# Selected text:
Like most of you, when schools extended spring break in March, I was ok; we’d just dust off the bikes and try our best to enjoy the gift of extra time together. But then came April and still no school, along with an official quarantine and stay-at-home orders. That’s when it hit me. Oh heck, my kids are not going back to school this year.
Suddenly I was staring down the barrel of a very long spring and summer, possibly even longer, with unlimited face time with my 5- and 7-year-olds. (Can we all just agree right now that we love our kids, but that it’s human nature to need some separation, even from the ones we love most? Especially the small ones with sticky fingers and one million details about Minecraft.)
Fast forward about a week into the stay-at-home quarantine, and I broke down. I sobbed as I tried to explain to my husband how I felt like I was failing at everything I was supposed to be good at; how it was going to scar my children for life, and how it was all my fault. He calmly asked me where my biggest frustration and sense of failure was, and, without missing a beat, I answered, “THE HOUSE.”
Just a little tidbit about me: If my house is messy, cluttered, or disorganized, I simply cannot function. Part of this is personality, and part is that we live in a modest, 3-bedroom home, so if even just a few things are out of place, everything feels like chaos. It’s probably the most annoying thing about me and the thing I most wish I could change about myself. But there it is…if my physical space is a mess, my mental space is a mess. But I felt that if I could get the house under control, I could get most of the other things to fall into place. I just needed help.
I don’t work outside of the home, so our family of four lives on my husband’s income. He is a good provider, but we still choose to stick to a budget which, before the COVID quarantine, did not include a line item for a cleaning service. I just tried my best to keep the house under control. But do you know when I did all of that housework? When my kids were at school. But with traditional school out of the equation, there was just no keeping up, and it broke me.

# Questions on the material:
a. Answer the following questions using the quarantine housework essay.
(i) How old are the writer's children?
(ii) How many bedrooms does the family's home have?
(iii) What did the writer name as the biggest frustration when the husband asked?
b. From the quarantine housework essay, reproduce the passage that runs from "Like most of" up to and including "school this year.".
c. Extend the essay about housework during the quarantine, beginning after its final sentence.

# Extracted material:
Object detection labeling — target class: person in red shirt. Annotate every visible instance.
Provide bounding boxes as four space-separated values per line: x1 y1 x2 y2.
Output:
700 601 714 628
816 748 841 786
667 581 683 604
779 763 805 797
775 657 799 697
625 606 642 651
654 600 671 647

# Answer set:
a.
(i) They are 5 and 7 years old.
(ii) It has three bedrooms.
(iii) The writer answered, "THE HOUSE."

b.
Like most of you, when schools extended spring break in March, I was ok; we’d just dust off the bikes and try our best to enjoy the gift of extra time together. But then came April and still no school, along with an official quarantine and stay-at-home orders. That’s when it hit me. Oh heck, my kids are not going back to school this year.

c.
So my very reasonable and understanding husband (who doesn’t want to deep clean toilets and showers any more than I do) and I tinkered with the budget, taking a little from here (hair and nail budget? Not doing much of that these days) and a little from there (gas and tolls…it’s not like we’re going anywhere any time soon) and came up with enough to hire a cleaning service to come in every three weeks to help out. And it’s been a game-changer for me. Here’s how hiring a cleaning service has saved my sanity during quarantine:
It Allows Me to Have Grace for Myself
As an Enneagram 1 (for me, that most often means controlling perfectionist), I initially declared that the quarantine wasn’t going to break me. In fact, I would be the best (albeit reluctant) homeschooler with the cleanest and most organized home there ever was. That worked for exactly three days. It turns out that a single person, no matter how motivated, cannot do it all. I realized I just don’t have the same academic effect on my kids as their real teachers do, I can’t bake bread, and I simply cannot clean up the house faster than my family can destroy it. (Yes, I require my kids to do daily chores and to pick up after themselves. But as you may know, sometimes young kids’ version of “helping” is not quite helpful.)
Admitting and accepting that I couldn’t do it all—and that no one person is even capable of wearing all the hats we’re being asked to wear right now—gave me the grace and permission I needed to ask for help instead of trying to power through, impairing my mental health and family relationships in the process.
It Gives Me Something Reliable to Look Forward To
Much like my children, I function best with a reliable schedule and routine. Before we hired a cleaning service, my biggest fear was that entropy would take over and the house would reach a level of disorganization from which we would never recover (I may also watch too much Hoarders). But now, I know that my new best friends will whip my house back into shape exactly every three weeks. I’m no longer distracted by the dust accumulating on the blinds and baseboards because I know help is coming. So while I still do my best to keep things in order, in the meantime, I no longer fear going over the cliff into the Hoarders abyss.
It Makes Me a Nicer Person
You know who’s not a good hang? Me, when I was constantly reminding everyone not to make a mess and don’t allow certain activities for fear of the mess it brings. I won’t say that hiring a cleaning crew has allowed me to be the kind of mom who allows glitter in the house. But knowing they’re coming to save us from ourselves allows me to relax a little in the interim. That means I’m nagging and stressing less; I’m able to be more present with my kids instead of being overly distracted by the never-ending task list that’s on infinite scroll in my head.
While incredibly challenging for everyone, there have been many reality checks and silver linings to come out of this pandemic. For me, the biggest ones have been the lessons in relinquishing control and asking for help when I need it. On the surface, it may seem small or shallow to say having a clean house is the key to my sanity. But learning and applying those lessons in control and humility through outsourcing some of my previously unprecedented wifely and motherly roles has helped improve my mental state in the middle of a very stressful situation. And you better believe I’m already scouring our budget to come up with post-pandemic funds to keep my housework saviors around!